# START OF Material for this task

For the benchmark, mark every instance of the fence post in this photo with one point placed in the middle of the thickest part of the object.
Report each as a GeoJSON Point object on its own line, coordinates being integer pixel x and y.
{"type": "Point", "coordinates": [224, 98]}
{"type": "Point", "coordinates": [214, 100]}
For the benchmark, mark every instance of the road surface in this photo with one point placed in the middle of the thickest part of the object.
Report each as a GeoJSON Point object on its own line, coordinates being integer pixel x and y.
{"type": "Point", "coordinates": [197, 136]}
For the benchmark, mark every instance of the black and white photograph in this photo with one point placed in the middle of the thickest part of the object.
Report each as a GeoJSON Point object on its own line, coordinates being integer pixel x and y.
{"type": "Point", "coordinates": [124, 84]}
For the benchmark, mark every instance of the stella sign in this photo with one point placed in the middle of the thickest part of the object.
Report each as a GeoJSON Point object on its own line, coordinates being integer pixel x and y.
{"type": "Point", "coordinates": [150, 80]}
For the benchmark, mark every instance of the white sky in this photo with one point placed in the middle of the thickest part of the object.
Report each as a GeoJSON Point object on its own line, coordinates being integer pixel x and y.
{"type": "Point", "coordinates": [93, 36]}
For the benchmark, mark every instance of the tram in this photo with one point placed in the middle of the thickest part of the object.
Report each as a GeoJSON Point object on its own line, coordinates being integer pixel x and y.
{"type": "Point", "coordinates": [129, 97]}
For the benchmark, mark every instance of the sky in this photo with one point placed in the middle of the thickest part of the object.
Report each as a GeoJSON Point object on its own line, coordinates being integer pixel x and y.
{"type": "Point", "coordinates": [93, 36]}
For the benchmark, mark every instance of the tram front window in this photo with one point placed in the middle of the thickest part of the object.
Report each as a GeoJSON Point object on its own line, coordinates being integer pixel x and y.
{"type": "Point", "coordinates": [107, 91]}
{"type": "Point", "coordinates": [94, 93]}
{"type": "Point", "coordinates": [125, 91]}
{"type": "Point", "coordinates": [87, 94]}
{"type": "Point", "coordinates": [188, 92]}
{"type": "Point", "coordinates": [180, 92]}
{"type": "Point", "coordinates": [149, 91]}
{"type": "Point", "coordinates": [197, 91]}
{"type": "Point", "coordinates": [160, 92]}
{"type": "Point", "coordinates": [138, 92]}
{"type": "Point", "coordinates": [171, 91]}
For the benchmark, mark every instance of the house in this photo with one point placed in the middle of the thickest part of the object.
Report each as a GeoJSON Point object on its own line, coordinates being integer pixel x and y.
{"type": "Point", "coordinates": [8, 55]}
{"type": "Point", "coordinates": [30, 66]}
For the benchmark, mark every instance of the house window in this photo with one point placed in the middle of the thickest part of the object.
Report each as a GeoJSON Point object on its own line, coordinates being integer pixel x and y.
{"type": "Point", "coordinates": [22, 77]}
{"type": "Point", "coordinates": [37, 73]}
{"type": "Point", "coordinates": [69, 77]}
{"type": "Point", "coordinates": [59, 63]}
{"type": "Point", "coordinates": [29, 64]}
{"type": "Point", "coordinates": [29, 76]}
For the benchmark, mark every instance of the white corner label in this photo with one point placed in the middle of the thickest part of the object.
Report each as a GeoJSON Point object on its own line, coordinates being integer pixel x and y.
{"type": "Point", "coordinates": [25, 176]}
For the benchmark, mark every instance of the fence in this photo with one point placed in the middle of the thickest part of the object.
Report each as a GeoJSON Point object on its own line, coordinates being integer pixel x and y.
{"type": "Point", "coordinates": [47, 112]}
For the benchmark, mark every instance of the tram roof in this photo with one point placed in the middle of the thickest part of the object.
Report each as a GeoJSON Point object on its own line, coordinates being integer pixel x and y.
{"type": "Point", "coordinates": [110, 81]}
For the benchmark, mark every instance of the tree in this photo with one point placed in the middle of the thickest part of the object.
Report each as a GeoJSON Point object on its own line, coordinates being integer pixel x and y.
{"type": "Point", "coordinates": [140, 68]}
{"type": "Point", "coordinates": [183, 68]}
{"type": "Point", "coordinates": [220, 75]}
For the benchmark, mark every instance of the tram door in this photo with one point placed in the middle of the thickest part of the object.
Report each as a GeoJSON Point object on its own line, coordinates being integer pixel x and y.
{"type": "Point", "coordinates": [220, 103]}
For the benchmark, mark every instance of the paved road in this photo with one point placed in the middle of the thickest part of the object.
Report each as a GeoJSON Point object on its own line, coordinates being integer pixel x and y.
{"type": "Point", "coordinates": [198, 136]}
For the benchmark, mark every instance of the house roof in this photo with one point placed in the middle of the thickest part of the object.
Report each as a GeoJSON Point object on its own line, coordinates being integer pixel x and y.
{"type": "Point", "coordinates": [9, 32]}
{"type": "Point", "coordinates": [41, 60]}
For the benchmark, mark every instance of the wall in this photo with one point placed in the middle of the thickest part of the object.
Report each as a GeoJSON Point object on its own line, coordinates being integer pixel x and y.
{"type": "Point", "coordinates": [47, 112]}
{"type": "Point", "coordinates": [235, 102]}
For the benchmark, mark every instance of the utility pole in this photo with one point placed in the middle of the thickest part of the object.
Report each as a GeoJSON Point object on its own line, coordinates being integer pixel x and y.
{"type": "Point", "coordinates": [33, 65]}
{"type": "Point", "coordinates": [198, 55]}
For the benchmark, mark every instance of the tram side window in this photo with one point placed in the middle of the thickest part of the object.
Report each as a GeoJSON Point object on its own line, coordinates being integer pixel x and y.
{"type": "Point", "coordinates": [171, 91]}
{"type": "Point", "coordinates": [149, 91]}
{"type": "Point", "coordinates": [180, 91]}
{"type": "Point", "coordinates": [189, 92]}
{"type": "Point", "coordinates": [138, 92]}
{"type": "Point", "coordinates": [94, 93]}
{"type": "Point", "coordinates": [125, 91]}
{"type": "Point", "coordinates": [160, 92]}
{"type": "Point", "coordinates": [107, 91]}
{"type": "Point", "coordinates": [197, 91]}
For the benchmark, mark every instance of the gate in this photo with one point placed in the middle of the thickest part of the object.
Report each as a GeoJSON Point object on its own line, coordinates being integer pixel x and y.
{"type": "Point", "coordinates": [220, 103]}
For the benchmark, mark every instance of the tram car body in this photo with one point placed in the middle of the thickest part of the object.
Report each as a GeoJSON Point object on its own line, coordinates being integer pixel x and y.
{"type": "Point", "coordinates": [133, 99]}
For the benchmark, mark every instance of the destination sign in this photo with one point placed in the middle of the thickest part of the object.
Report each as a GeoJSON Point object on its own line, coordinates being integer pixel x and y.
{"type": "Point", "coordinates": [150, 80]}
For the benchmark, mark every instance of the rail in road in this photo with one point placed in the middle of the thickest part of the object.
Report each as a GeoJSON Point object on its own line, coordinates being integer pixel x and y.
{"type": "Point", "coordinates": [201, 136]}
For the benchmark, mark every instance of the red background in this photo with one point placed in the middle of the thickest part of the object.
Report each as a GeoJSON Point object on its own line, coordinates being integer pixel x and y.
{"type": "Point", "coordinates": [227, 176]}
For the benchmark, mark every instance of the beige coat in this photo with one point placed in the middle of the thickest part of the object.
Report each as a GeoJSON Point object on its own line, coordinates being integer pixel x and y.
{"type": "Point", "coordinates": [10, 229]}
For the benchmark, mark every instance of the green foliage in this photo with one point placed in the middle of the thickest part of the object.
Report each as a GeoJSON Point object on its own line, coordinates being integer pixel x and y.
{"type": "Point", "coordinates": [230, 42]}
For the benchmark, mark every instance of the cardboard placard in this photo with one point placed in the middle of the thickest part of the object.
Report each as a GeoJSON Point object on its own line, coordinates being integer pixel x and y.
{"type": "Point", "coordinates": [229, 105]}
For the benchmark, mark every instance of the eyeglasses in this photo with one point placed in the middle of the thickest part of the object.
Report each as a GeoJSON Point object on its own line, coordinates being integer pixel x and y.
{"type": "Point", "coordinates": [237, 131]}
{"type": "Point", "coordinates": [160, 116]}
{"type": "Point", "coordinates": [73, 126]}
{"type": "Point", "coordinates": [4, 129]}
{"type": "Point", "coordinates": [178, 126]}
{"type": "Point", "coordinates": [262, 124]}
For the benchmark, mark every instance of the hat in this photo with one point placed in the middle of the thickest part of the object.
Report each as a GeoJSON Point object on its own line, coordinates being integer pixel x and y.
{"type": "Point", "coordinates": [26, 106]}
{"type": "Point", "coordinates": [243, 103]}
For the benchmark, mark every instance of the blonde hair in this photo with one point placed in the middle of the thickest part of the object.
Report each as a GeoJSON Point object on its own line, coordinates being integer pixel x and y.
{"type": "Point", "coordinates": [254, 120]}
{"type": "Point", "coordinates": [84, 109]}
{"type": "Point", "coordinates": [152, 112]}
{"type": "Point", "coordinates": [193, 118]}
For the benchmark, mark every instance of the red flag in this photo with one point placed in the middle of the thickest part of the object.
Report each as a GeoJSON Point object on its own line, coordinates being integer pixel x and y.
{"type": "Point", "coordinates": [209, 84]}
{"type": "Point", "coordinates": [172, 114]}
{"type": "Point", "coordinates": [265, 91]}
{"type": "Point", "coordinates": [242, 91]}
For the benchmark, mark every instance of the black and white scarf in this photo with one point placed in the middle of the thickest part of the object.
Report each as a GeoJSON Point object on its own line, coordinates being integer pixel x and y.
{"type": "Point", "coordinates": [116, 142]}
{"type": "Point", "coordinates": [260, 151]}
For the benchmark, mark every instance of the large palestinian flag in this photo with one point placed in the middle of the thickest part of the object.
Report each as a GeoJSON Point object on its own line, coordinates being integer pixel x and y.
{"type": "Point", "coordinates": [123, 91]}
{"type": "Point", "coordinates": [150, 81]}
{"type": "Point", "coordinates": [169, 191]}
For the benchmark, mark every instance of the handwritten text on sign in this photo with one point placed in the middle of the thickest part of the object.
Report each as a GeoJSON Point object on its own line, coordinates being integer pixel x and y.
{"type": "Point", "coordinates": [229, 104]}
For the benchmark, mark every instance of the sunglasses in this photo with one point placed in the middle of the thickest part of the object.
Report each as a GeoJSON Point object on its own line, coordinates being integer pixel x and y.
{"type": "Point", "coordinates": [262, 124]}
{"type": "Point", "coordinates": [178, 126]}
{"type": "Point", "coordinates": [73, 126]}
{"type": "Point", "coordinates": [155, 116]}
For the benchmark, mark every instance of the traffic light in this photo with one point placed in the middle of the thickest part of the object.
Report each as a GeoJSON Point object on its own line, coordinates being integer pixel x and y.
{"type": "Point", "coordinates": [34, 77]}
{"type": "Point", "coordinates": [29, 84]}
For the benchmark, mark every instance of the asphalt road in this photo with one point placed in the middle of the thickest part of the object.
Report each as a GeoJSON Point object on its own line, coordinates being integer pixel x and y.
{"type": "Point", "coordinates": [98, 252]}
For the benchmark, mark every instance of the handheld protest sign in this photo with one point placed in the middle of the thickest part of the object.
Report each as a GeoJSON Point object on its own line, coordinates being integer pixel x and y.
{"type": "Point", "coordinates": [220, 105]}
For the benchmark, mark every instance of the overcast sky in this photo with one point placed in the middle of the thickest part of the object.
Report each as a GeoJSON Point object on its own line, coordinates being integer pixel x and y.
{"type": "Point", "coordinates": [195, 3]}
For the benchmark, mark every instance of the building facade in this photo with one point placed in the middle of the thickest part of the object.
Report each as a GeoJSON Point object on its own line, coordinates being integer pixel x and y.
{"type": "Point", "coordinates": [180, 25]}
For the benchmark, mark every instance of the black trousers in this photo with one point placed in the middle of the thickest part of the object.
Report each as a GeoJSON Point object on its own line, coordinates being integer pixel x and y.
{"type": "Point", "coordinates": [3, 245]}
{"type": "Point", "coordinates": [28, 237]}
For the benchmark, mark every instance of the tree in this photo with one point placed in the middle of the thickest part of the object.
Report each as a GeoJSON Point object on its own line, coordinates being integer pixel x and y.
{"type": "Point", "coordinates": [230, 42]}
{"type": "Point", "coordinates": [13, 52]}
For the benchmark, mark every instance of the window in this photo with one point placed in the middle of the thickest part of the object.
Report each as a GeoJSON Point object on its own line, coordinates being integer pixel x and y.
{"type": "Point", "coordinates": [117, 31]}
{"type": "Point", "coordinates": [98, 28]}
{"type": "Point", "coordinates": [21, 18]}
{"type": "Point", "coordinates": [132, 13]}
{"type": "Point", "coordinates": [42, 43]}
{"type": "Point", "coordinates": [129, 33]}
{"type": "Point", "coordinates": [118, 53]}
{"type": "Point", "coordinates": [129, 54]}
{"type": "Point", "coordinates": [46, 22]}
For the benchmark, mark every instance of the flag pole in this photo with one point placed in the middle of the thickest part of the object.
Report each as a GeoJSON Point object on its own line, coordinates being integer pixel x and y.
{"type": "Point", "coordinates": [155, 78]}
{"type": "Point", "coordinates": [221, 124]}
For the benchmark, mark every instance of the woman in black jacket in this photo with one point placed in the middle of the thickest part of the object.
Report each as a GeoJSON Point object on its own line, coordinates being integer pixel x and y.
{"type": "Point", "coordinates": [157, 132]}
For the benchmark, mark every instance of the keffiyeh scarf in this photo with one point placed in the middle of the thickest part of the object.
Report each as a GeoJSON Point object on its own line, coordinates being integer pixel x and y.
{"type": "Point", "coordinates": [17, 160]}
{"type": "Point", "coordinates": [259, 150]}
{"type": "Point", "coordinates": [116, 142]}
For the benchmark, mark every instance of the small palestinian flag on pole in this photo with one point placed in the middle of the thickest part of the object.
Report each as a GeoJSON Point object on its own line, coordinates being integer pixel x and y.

# END OF Material for this task

• [The task]
Nothing but the lines from the one with "For the benchmark, mark every instance of the window" through the last line should be repeated, each exactly as it stands.

• [Output for this exercise]
For the benchmark, mark every instance of the window in this photo with one point placed in the middle of the thickest part of the object.
Report each as a GeoJSON Point object on its own line, coordinates being integer pixel x and y.
{"type": "Point", "coordinates": [117, 31]}
{"type": "Point", "coordinates": [98, 28]}
{"type": "Point", "coordinates": [21, 18]}
{"type": "Point", "coordinates": [132, 13]}
{"type": "Point", "coordinates": [42, 43]}
{"type": "Point", "coordinates": [129, 33]}
{"type": "Point", "coordinates": [118, 53]}
{"type": "Point", "coordinates": [129, 54]}
{"type": "Point", "coordinates": [46, 22]}
For the benchmark, mark every instance of the flag pole in this photo with one point placed in the middle of the thickest part of the object.
Report each as a GeoJSON Point object on its own line, coordinates being integer pixel x and y.
{"type": "Point", "coordinates": [155, 78]}
{"type": "Point", "coordinates": [221, 124]}
For the benchmark, mark every instance of the woman in black jacket in this photo with one point placed in the middle of the thickest part of the object.
Report each as a GeoJSON Point object on its own line, coordinates being integer pixel x and y.
{"type": "Point", "coordinates": [157, 132]}
For the benchmark, mark every instance of the keffiyeh scarf in this photo with one point placed in the middle of the thickest part of the object.
Report each as a GeoJSON Point object on its own line, coordinates being integer pixel x and y.
{"type": "Point", "coordinates": [17, 160]}
{"type": "Point", "coordinates": [259, 150]}
{"type": "Point", "coordinates": [116, 142]}
For the benchmark, mark every instance of the small palestinian flag on pole in this photo with one point placed in the middle of the thickest part of the object.
Report each as a GeoJSON Point object on its own line, coordinates being integer pixel x and y.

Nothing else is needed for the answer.